Records from a collection:
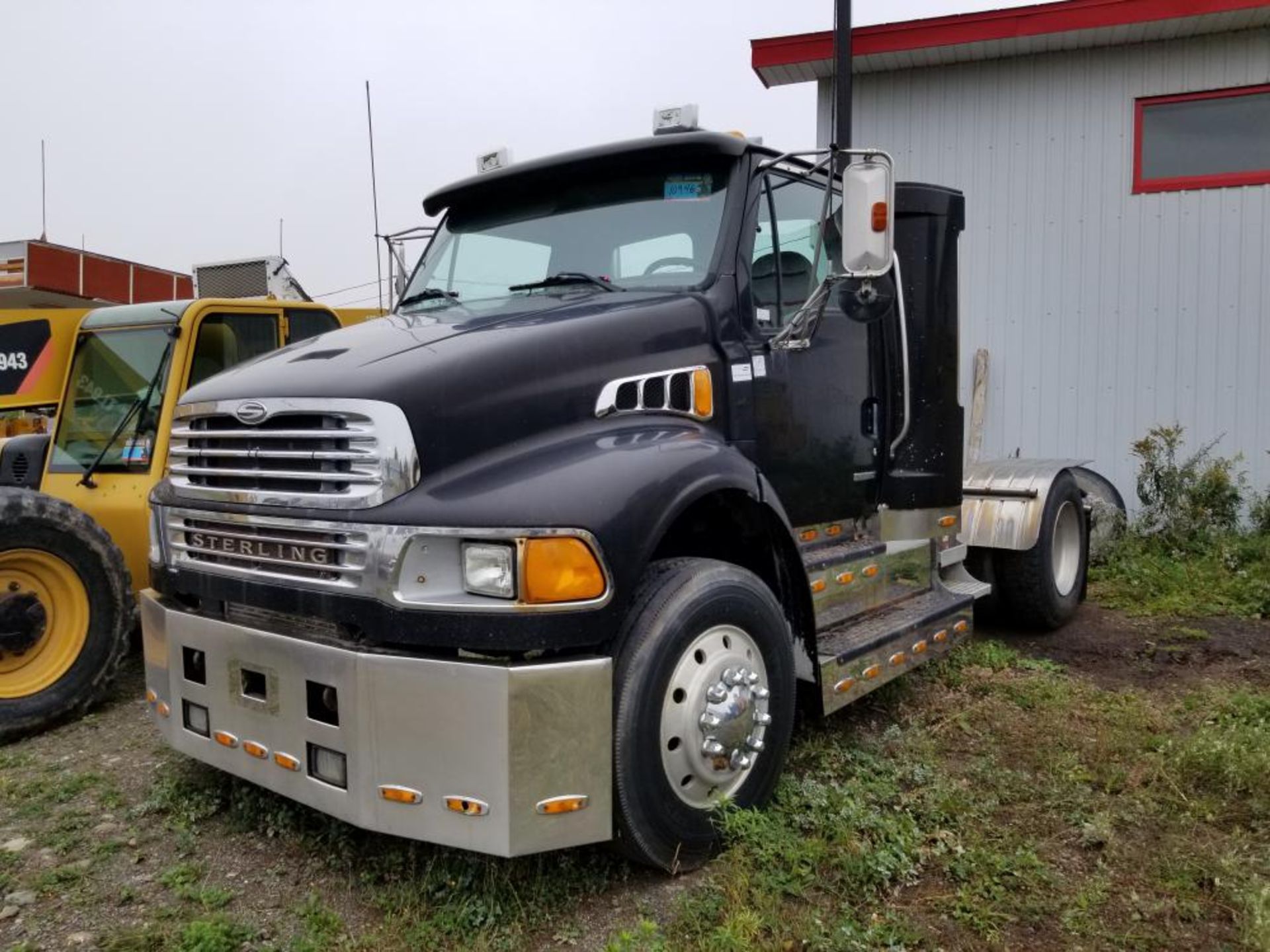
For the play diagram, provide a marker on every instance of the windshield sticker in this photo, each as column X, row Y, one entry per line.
column 687, row 188
column 136, row 451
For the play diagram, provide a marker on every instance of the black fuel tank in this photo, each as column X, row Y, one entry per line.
column 926, row 469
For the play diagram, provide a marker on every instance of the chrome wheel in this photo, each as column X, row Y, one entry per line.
column 1066, row 549
column 714, row 716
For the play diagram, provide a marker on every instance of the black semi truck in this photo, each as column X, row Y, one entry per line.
column 662, row 441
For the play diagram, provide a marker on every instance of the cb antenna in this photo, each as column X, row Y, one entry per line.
column 44, row 204
column 375, row 197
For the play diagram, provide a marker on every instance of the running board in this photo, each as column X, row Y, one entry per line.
column 864, row 655
column 958, row 580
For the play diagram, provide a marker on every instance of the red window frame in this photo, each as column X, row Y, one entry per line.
column 1259, row 177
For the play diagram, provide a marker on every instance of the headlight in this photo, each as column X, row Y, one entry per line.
column 489, row 569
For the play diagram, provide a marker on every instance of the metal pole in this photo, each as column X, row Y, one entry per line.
column 842, row 74
column 375, row 197
column 44, row 205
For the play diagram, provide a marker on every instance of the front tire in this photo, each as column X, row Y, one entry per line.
column 65, row 612
column 704, row 707
column 1043, row 587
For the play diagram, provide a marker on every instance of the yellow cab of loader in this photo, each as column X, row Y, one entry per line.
column 74, row 524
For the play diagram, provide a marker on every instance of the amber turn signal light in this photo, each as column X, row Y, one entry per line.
column 880, row 216
column 560, row 569
column 702, row 394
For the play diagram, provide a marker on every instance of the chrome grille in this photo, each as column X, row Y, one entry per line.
column 329, row 556
column 321, row 454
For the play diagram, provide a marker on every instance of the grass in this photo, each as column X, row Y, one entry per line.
column 1053, row 813
column 1224, row 575
column 988, row 801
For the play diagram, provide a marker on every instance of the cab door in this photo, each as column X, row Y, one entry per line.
column 817, row 409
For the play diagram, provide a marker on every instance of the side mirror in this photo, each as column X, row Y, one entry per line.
column 868, row 219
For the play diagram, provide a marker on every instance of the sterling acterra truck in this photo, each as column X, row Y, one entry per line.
column 662, row 441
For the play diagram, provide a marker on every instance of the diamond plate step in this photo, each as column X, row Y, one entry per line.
column 861, row 656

## WHAT THIS TASK INVOLVES
Copy each record exactly. Leave any images out of the copy.

## ANSWER AREA
For the play diagram, provide a marker on every instance of the windshield sticker in this photo, each as column X, row Y, one entry per line.
column 687, row 188
column 136, row 451
For the play diagram, provide a marker on every instance of the black fuel tank in this photo, each as column X, row Y, one entry per line.
column 926, row 469
For the play diagram, provide a marker on every instance of the chrome wheel in this photo, each as column X, row Y, one entry per line.
column 1066, row 549
column 714, row 716
For the play diagram, provide a marker on every instance of the black semi truck in this photo, each as column X, row Y, one entry per line.
column 662, row 441
For the play diagram, provide a marker on every instance of the cb antenna in this photo, each as column X, row Y, one entry per line.
column 44, row 204
column 375, row 197
For the play diagram, provide a marker on every instance of the running board in this photo, each as column X, row Y, one entry per line.
column 864, row 655
column 958, row 580
For the play diagram, provide a marker on every instance of the red window frame in this photo, each as column X, row Y, one entry per line.
column 1259, row 177
For the play diagram, provide a marker on every instance of the headlight in this photo, each as column X, row Y, one entry per line.
column 489, row 569
For the play diagram, provide a marker on every instance of the metal pole in this photo, each as column X, row Y, one entry per line.
column 842, row 74
column 375, row 197
column 44, row 205
For the play diagram, provide a marker on every instance of the front tire in this photo, each as column X, row Y, one entry per line.
column 65, row 612
column 704, row 707
column 1043, row 587
For the play diagram, provide a marker on every instance of the yellow cab of loader in this photo, each as column X, row Y, one entry per line.
column 74, row 524
For the play diagram, provide a marker on every instance of the amber turn signal light in this photo, each as column X, row Y, one entry per line.
column 880, row 216
column 560, row 569
column 702, row 394
For the play diagram, provide a marker on every instance of the chrome grille in this photo, each as column X, row Y, one entry per line.
column 329, row 556
column 321, row 454
For the play diagram, provide a marker on every instance of the grass in this photo, each as column X, row Y, one entry per line.
column 1053, row 813
column 1224, row 575
column 988, row 801
For the play diagram, provide a marker on every instance of the cab door in this photo, each as column X, row Y, one entry per line.
column 817, row 409
For the play diagram, provide a marker on every instance of the side mirror in this photo, each as column X, row Y, one entry per line.
column 868, row 219
For the play diagram, provide a marker on every instance of the sterling acterra truck in this photo, each as column X, row Y, one entry per line.
column 662, row 441
For the play diagram, provide a marker on every instance of the diamond plate step in this photo, each as column X, row Y, one entry per line.
column 861, row 656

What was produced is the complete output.